-- start of DATA PROVIDED --
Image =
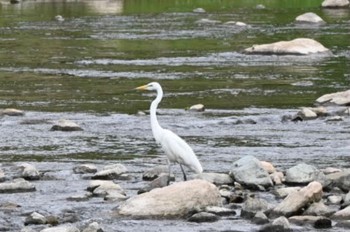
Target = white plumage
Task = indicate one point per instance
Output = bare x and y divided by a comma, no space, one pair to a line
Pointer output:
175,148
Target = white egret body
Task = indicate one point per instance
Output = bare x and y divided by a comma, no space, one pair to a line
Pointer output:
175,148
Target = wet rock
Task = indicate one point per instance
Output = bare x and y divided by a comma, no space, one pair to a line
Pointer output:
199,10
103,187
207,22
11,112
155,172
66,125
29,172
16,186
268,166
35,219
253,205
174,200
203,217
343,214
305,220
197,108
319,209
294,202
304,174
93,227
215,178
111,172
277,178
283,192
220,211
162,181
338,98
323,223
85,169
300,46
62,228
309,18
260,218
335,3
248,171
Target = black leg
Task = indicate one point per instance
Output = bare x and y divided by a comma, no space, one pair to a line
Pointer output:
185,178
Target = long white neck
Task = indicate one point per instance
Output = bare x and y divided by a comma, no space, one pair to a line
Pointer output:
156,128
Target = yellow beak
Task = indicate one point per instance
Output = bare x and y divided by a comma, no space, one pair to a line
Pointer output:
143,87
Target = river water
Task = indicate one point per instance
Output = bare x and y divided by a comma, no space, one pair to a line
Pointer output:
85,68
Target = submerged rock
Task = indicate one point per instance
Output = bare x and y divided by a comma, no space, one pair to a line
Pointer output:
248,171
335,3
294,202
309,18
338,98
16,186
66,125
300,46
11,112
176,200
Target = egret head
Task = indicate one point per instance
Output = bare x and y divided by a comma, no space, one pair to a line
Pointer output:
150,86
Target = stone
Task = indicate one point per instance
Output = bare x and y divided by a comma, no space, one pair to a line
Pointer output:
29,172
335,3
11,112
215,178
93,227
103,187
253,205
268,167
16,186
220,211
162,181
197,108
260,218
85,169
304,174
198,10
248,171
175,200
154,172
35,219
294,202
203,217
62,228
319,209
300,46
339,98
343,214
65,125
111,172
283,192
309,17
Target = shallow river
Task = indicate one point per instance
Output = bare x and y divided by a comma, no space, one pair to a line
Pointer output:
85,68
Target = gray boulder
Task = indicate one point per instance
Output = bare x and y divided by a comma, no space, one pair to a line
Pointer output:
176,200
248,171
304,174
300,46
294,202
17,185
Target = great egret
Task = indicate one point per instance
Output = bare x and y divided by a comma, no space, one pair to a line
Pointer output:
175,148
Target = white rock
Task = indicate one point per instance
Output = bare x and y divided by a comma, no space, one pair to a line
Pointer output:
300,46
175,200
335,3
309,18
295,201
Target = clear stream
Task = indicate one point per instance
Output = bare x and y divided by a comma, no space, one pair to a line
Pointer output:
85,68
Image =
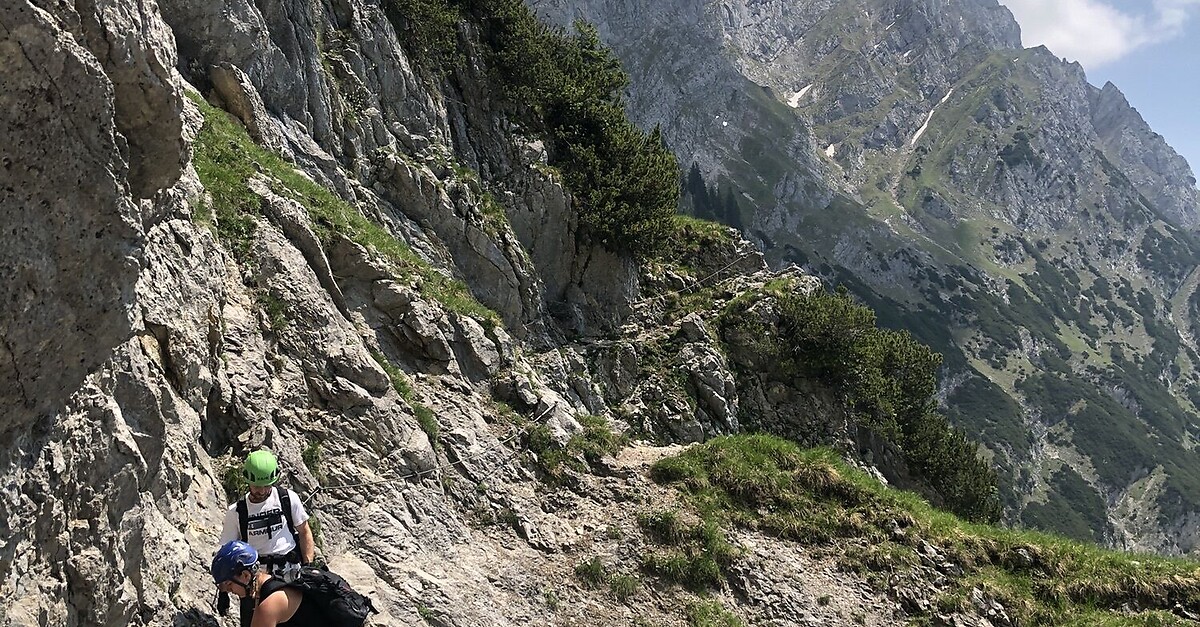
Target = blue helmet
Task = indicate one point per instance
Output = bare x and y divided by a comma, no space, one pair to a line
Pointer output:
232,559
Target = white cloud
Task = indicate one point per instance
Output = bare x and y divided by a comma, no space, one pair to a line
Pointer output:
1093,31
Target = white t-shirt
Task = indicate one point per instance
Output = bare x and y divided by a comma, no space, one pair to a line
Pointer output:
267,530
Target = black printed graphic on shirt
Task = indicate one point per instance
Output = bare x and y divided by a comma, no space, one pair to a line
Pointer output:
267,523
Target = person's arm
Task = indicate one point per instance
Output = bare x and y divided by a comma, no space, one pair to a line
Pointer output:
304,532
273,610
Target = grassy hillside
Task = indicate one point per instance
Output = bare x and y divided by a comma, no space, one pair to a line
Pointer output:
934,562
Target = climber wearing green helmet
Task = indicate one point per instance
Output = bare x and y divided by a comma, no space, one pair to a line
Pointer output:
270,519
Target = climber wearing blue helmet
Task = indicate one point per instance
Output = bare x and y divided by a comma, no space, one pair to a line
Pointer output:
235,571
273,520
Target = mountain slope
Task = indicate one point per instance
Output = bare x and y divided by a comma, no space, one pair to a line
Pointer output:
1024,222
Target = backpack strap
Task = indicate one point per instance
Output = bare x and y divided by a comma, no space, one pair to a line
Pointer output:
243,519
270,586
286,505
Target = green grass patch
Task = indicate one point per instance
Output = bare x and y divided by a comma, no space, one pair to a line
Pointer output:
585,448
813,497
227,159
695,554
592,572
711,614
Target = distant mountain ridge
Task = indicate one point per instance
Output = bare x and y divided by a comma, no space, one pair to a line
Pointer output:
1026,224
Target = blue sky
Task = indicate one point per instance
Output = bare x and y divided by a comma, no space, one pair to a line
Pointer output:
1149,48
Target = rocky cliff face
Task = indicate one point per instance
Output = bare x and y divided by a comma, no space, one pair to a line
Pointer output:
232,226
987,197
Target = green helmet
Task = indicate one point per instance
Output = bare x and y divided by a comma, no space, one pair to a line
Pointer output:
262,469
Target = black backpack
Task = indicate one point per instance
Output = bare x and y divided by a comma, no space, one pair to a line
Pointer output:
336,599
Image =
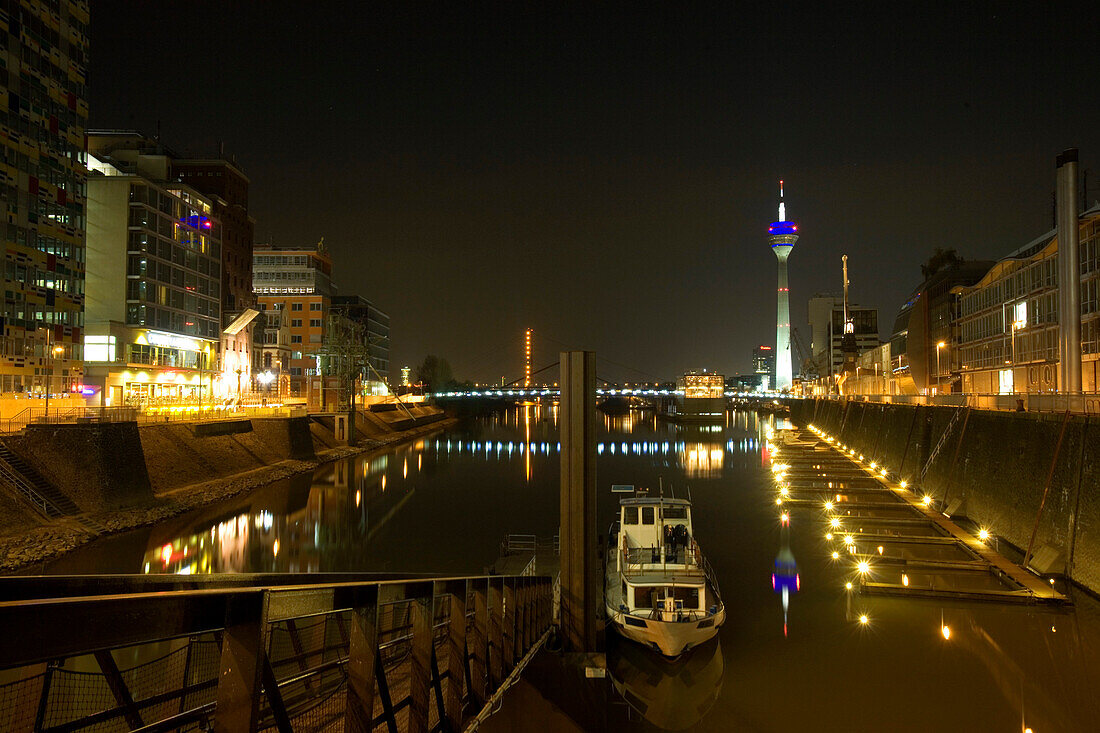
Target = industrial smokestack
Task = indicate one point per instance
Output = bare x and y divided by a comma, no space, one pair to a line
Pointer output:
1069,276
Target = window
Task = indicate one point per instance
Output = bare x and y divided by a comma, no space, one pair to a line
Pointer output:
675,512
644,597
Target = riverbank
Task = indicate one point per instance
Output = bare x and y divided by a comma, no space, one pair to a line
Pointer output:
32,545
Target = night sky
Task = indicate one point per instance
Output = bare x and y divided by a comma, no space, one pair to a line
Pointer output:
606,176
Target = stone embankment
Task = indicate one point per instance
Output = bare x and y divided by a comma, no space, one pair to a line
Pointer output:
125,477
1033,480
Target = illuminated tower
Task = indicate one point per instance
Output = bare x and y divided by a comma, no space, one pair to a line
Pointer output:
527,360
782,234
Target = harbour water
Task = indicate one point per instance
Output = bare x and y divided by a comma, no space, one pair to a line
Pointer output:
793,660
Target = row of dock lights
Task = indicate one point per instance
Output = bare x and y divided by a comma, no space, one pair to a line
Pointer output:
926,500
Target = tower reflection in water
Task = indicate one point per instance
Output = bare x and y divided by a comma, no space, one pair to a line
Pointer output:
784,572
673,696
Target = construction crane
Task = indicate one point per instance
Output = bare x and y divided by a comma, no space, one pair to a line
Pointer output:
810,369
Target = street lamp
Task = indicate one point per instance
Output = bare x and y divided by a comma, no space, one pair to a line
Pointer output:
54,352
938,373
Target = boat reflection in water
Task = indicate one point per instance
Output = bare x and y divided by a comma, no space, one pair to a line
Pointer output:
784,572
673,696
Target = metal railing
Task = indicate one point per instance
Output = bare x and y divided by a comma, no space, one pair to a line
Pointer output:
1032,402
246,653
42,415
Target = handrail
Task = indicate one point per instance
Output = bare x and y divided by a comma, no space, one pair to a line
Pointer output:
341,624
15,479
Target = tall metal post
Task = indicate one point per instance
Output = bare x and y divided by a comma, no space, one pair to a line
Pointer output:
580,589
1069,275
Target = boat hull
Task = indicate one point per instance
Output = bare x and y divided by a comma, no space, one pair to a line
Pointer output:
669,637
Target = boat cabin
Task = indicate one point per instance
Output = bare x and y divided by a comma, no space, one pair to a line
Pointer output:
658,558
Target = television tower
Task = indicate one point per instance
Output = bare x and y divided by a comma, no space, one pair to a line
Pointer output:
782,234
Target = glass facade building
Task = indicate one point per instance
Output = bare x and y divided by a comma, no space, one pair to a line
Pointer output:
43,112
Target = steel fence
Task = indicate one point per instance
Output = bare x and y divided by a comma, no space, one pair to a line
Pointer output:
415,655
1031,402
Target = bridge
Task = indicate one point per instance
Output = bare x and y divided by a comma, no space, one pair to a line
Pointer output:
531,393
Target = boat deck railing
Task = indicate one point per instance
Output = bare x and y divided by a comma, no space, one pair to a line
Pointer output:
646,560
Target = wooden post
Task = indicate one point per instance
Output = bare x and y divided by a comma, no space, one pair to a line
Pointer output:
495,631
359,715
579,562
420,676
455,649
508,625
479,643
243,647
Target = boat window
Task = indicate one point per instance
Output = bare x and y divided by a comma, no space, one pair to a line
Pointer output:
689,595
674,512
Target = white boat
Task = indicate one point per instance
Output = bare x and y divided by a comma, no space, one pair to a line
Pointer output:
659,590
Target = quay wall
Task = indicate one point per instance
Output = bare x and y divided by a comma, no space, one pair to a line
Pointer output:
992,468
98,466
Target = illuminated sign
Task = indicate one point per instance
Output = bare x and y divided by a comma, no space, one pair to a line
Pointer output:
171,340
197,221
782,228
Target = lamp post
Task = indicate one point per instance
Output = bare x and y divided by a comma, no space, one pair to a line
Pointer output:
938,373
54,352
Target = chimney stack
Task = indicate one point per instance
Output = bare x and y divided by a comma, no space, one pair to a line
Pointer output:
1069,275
-- end of DATA PROVIDED --
> YOUR TASK: Convert the lines of the items into a Markdown table with the columns "Row" and "Line", starting with the line containing "Target = white boat" and continuing through the end of the items. Number each row and leave out any blank lines.

> THE COMPLETED TASK:
| Row | Line |
|---|---|
| 1 | Target = white boat |
| 2 | Task = indicate one point per instance |
| 3 | Output = bare x and y divided by a comma, no space, one pair to a line |
| 4 | Pointer output: |
| 5 | 659,590 |
| 6 | Target = quay wall |
| 7 | Task = indicate one point per instance |
| 8 | Output = bare x and y divided by a comma, no space, one pair to a line |
| 9 | Pointer output: |
| 10 | 992,468 |
| 11 | 98,466 |
| 12 | Target = illuminated sign |
| 13 | Task = indicate one point per instance |
| 14 | Output = bare x and y divided by a comma, no space, one pair to a line |
| 15 | Pointer output: |
| 16 | 171,340 |
| 17 | 197,221 |
| 18 | 782,228 |
| 19 | Target = lamp post |
| 20 | Task = indicate one point per instance |
| 21 | Output = bare x and y divided by a comma, no space, one pair to a line |
| 22 | Pointer output: |
| 23 | 938,373 |
| 24 | 54,352 |
| 25 | Target = chimney stack |
| 26 | Task = indicate one point per instance |
| 27 | Output = bare x and y divided by a comma, no space, one pair to a line |
| 28 | Pointer output: |
| 29 | 1069,275 |